— Begin —

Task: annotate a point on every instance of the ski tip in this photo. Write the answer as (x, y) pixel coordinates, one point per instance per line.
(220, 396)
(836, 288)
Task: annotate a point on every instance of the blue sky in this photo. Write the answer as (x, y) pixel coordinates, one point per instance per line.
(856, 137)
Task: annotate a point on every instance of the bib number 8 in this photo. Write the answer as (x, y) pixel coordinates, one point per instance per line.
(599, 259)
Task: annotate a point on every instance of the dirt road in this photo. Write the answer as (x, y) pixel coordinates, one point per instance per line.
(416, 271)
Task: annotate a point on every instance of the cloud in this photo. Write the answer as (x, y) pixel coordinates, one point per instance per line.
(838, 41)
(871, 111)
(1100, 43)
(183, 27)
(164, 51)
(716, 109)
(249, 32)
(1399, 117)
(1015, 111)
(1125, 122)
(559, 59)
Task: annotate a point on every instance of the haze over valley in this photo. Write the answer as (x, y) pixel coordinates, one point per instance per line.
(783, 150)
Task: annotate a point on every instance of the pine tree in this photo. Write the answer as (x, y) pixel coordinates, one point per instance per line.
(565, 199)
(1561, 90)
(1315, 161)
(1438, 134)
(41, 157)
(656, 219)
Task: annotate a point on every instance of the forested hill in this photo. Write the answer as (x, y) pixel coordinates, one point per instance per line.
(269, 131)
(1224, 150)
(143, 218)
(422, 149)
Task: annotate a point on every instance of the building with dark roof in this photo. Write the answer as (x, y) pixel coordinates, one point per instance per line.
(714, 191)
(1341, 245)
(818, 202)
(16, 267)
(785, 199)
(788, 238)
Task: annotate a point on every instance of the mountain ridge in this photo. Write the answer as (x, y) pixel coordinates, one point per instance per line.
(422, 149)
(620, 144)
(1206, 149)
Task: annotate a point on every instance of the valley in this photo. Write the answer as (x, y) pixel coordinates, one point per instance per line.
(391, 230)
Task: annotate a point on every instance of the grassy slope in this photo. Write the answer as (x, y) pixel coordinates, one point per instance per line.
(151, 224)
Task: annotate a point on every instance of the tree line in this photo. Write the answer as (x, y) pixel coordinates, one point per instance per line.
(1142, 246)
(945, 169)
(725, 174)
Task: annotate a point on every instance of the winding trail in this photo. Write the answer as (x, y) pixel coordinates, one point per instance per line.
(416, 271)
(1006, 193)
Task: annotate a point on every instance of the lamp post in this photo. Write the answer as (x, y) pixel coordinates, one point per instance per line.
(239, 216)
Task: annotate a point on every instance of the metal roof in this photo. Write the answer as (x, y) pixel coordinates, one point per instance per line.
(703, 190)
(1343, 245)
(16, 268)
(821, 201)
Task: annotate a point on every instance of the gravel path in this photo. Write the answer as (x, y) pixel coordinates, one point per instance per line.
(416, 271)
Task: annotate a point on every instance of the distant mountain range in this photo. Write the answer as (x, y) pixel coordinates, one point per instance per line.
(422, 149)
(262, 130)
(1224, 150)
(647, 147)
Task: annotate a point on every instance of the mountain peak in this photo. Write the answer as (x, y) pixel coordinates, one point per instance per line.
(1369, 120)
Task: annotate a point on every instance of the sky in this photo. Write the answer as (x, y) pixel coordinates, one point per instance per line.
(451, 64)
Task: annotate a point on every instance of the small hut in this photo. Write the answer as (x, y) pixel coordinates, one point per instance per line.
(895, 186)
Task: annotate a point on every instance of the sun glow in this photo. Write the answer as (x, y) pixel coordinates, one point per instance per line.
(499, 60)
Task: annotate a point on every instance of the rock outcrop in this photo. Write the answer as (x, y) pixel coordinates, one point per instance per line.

— End —

▶ [YOUR OBJECTIVE] Reproduce all the records above, replacing "annotate" with "mark" and leaving every other word and line unchanged.

▶ [EXERCISE ANSWER]
Task: mark a point on every instance of the ski tip in this photo. Write the answer as (x, y) pixel coordinates, one point per instance per line.
(220, 396)
(836, 288)
Task: mark a point on every instance of the blue sky in this photo. Write the answer as (x, y) pixel coordinates, one point per instance per line.
(856, 137)
Task: mark a point on every instance of the bib number 8 in this photo. Write the answer as (x, y) pixel coordinates, one point per instance per line.
(599, 259)
Task: mark a point on every instance of the dirt road in this photo. Write the answer as (x, y) pixel coordinates, one point per instance per line.
(416, 271)
Task: mark a point on every instance of the cloud in this photo. Write the answer as (x, y) pixel coordinates, one point per instance per line.
(838, 41)
(871, 111)
(1100, 43)
(183, 27)
(164, 51)
(716, 109)
(249, 32)
(1399, 117)
(1015, 111)
(1125, 122)
(559, 59)
Task: mark a point on every instance of the haze over valley in this photo. Write the answer as (x, y) pixel coordinates, one point per instance per line.
(783, 150)
Task: mark a point on every instance of the pine tree in this photo. Write the answer as (x, y) pixel coordinates, one point per instance per line.
(565, 199)
(1561, 90)
(1315, 161)
(1438, 134)
(41, 157)
(656, 219)
Task: mark a point on every instance of the forested hill in this photo. Write the answer as (x, y) pixel coordinates, one point per instance per line.
(269, 131)
(1224, 150)
(143, 218)
(422, 149)
Task: mark a point on every instance of the building with dark roof in this photo. Write the answer as (x, y) pixel coordinates, one point per instance per line.
(714, 191)
(1341, 245)
(818, 202)
(16, 267)
(785, 199)
(788, 238)
Task: mark a point on every instance of the mountain ridge in this photo. Write the answer as (x, y) pixel coordinates, one point per instance per line.
(422, 149)
(620, 144)
(1206, 149)
Task: mark a point on every instance of the valley in this photo. Write the answer as (x, y) pixel coordinates, one point per instance per line.
(391, 230)
Task: mark a point on every instance of the grassy slope in this photo. Write the answer as (x, y) pixel coordinates, one point per instance per line.
(151, 224)
Task: mark a point on every instance of the tree line in this photo. Write the answer as (x, y) pixel coordinates, one point per instance per line.
(1142, 246)
(945, 169)
(725, 174)
Task: mark a point on every instance of the winding trail in this photo. Write the answer as (x, y) pixel coordinates, one point per instance per line.
(416, 271)
(1006, 193)
Task: mark a point on every instance of the lamp post in this photo. Write the answer as (x, y) pixel coordinates, one point per instance per line.
(239, 216)
Task: mark a point on every instance of the metal roof in this photo. Write the answer as (x, y) pixel coordinates, one point per instance per line.
(703, 190)
(1343, 245)
(16, 268)
(821, 201)
Task: mark a point on every instance of the gravel path in this photo. Write the answer as (x, y) pixel coordinates, one point per instance per line.
(416, 271)
Task: mark a point on every instance of the distant mountain range in this photo. Write the answer as (x, y) pixel coordinates, one point per instance per line.
(422, 149)
(262, 130)
(1224, 150)
(647, 147)
Task: mark a point on every instance of the mountain peak in this photo. Write the answer as (x, y) pixel coordinates, one point per instance per line.
(1369, 120)
Task: mark a point on every instance of the sky in this photo. Write the answer as (x, y) pixel coordinates, one point per instance per line.
(451, 64)
Task: mark a point on every instance of the small hut in this photo. Write the answer as (x, y) pixel coordinates, one point per instance per line.
(895, 186)
Task: mark a point on every instance of the sun glow in this photo. Write the answer as (x, y) pixel coordinates, one point per instance per line.
(499, 60)
Task: mark a point on every instance of the rock outcrop in this photo. Write the answer as (x, y) pixel coordinates, one point per instance per line.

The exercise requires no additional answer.